● Source

* start *

The Rev. Richard Hall explains this photo:

Visitors to a Liverpool art gallery are being shaken by the sight of a new statue of Jesus. Called ‘The Cleansing of the Temple’, I don’t suppose it is meant to represent ‘Gentle Jesus meek and mild’, but reactions have been even more extreme than the artist intended. Some are convinced the statue is evil and recoil in terror. Others fall to their knees in prayer. Some say they see sparks coming from the statues eyes.

Gerard Van Der Leun quotes the lyrics of 16 Horepowers’ song, “Sinnerman.”

o sinnerman where will you run to
sinnerman where will you run to
sinnerman where will you run to
All on that day

Run to the mountain
The mountain wont hide you
Run to the sea
The sea will not have you
And run to your grave
Your grave will not hold you.
All on that day

Gerard explains,

Many years ago, I was flipping through the pages of a newsmagazine and came upon a photograph of the machete-hacked corpse of a child floating like some half-chewed chunk of jetsam in a backwater of Lake Victoria. This was during what we now think of, because we have to think of it as something distinct from our normal run-of-the-mill massacres, as the Rwanda genocide.

It was a crystal clear photograph showcasing an act of genocide like any other, only the meaningless details changed: children, machetes, an African lake. As a professional in the pornography of violence, the photographer had gotten in close. The child’s eyes could be seen. They were without pupils, a dead fish-belly white; the white of clotted milk. …

The child was long since buried or left to dissolve as mere carrion. What had disturbed me was only the abstraction of a child snagged out of the world with photographic film, transmitted across the oceans via orbiting satellites. printed up on sheets of flimsy paper, and delivered to me and millions of others on a weekly basis…. to what purpose? To. What. Purpose.

Because I needed to know? What did I know? That we are, each and every one of us, capable of the darkest evil? This much I’d known long before I’d known it. Did I see it because I needed more confirmation? I’d long been confirmed. And yet the image stuck in my mind, not as an obsession, but as an unbidden harbinger. And in time, I came to know it’s purpose.

It’s purpose was to teach me to hate God. …

Ah, holy Jesus, how hast thou offended,
that we to judge thee have in hate pretended?
By foes derided, by thine own rejected,
O most afflicted!

(Johann Heermann)

Gerard continues,

Childhood leukemia? God’s on the job.

A close friend is shot-gunned on 14th street in a mugging? God’s there pulling the trigger.

Yet another mass grave in yet another subdivision of Hell in Europe, Africa, the Middle East? God’s working the back-hoe.

* end *

● Actions to take
1. List each place that the song lyrics in the passage on the Liverpool statue tell the sinnerman to run to.
2. Supply the next part of the passage on the Liverpool statue, beginning after its final sentence.
The data that come next are separate from the passage on the Liverpool statue.

(Pointing and labeling data)
* start *

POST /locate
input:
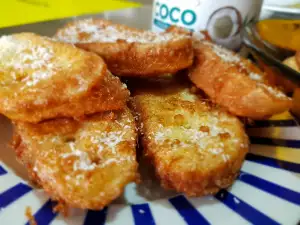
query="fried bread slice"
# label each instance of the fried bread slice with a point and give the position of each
(235, 83)
(42, 79)
(195, 148)
(82, 164)
(292, 63)
(129, 51)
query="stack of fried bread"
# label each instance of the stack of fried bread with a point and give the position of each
(76, 135)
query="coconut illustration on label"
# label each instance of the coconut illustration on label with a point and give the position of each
(224, 27)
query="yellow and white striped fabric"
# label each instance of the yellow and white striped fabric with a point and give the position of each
(18, 12)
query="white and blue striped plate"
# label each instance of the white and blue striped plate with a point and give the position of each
(266, 192)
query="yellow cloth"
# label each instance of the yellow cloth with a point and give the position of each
(16, 12)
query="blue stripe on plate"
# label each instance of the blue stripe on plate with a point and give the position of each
(142, 214)
(12, 194)
(273, 123)
(274, 189)
(2, 171)
(187, 211)
(243, 209)
(275, 142)
(96, 217)
(44, 215)
(276, 163)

* end *

● Outputs
1. The mountain, the sea, and the grave.

2.
It’s all a tough and dirty job and nobody but God has the moral clarity to do it. He’s the original Bastard. A real Professional. To top it all off He had billions of fools convinced of His mercy and His goodness. They were ready to tell you that “God so loved the world. …”

But,

O sinnerman where will you run to
O sinnerman where will you run to
O sinnerman where will you run to
All on that day

There wasn’t any kind of great switcheroo where my hatred was replaced with love and the peace that passeth all understanding. It wasn’t a replacement, but it was a departure.

I did not forget the photograph. I would never forget the photograph. But I did let go of the idea that the evil it embodied was an Act of God. It took me a long time, a lot of hate, and a very simple song before I understood that every act of evil is an Act of Man.

Lo, the Good Shepherd for the sheep is offered;
the slave hath sinned, and the Son hath suffered.
For our atonement, while we nothing heeded,
God interceded.

There was a day when Jesus was teaching in the synagogue at Capernaum, where he said,

“This is indeed the will of my Father, that all who see the Son and believe in him may have eternal life; and I will raise them up on the last day.” …

And he said, “For this reason I have told you that no one can come to me unless it is granted by the Father.” Because of this many of his disciples turned back and no longer went about with him.

O sinnerman where will you run to …
Run to the mountain
The mountain wont hide you
Run to the sea
The sea will not have you
And run to your grave
Your grave will not hold you.

So Jesus asked the twelve, “Do you also wish to go away?” Simon Peter answered him, “Lord, to whom can we go? You have the words of eternal life.”

Your grave will not hold you
all on that day
run to the lord

The Hebrew Scriptures say that the word of the LORD came to Jonah son of Amittai: “Go to the great city of Nineveh and preach against it, because its wickedness has come up before me.” But Jonah ran away from the LORD and headed for Tarshish. He went down to Joppa, where he found a ship bound for that port. After paying the fare, he went aboard and sailed for Tarshish to flee from the LORD. Then the LORD sent a great wind on the sea, and such a violent storm arose that the ship threatened to break up.

O sinnerman where will you run to
O sinnerman where will you run to
O sinnerman where will you run to?

Then the sailors said to each other, “Come, let us cast lots to find out who is responsible for this calamity.” They cast lots and the lot fell on Jonah. … The sea was getting rougher and rougher. So they asked him, “What should we do to you to make the sea calm down for us?”

“Pick me up and throw me into the sea,” he replied, “and it will become calm. I know that it is my fault that this great storm has come upon you.”

Instead, the men did their best to row back to land. But they could not, for the sea grew even wilder than before. Then they cried to the LORD, “O LORD, please do not let us die for taking this man’s life. Do not hold us accountable for killing an innocent man, for you, O LORD, have done as you pleased.” Then they took Jonah and threw him overboard … .

O sinnerman where will you run to?
Run to the sea
The sea will not have you
And run to your grave
Your grave will not hold you
all on that day.

Where can we run to? The Psalmist asked that question: “Where can I go from your spirit? Where can I flee from your presence?” Jonah surely did not think he could escape God. He instead sought to disqualify himself from carrying out God’s command by running away from what God wanted him to do.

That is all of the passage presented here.